> **Task description**
Please write out the records again, swapping "distant treeline" for "far treeline" wherever it occurs and leaving everything else unchanged.

[START Record list]

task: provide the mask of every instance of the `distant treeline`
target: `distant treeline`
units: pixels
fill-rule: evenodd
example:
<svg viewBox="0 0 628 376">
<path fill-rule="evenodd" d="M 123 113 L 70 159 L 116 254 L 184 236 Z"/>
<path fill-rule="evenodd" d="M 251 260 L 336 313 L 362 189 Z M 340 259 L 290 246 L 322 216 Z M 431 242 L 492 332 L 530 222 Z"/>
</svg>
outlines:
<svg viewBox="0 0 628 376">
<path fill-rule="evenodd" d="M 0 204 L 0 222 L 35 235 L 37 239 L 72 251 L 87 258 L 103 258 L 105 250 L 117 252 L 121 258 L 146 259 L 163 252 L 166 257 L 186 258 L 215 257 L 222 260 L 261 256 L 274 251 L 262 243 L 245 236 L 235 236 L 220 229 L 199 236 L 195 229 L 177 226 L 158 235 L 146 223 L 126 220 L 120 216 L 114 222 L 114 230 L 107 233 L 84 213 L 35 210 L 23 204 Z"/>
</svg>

[END Record list]

> **The answer**
task: provide the mask of every instance of the `far treeline`
target: `far treeline`
units: pixels
fill-rule: evenodd
example:
<svg viewBox="0 0 628 376">
<path fill-rule="evenodd" d="M 123 113 L 70 159 L 116 254 L 184 236 Z"/>
<path fill-rule="evenodd" d="M 251 260 L 336 313 L 362 189 Z M 340 259 L 290 246 L 322 216 Z M 431 242 L 492 332 L 530 222 Z"/>
</svg>
outlines:
<svg viewBox="0 0 628 376">
<path fill-rule="evenodd" d="M 0 204 L 0 222 L 35 235 L 37 239 L 72 251 L 87 258 L 103 258 L 105 250 L 117 252 L 121 258 L 146 259 L 163 252 L 166 257 L 186 258 L 215 257 L 222 260 L 261 256 L 274 251 L 262 243 L 245 236 L 235 236 L 220 229 L 199 236 L 195 229 L 177 226 L 158 235 L 146 223 L 126 220 L 120 216 L 114 222 L 114 230 L 107 233 L 84 213 L 35 210 L 23 204 Z"/>
</svg>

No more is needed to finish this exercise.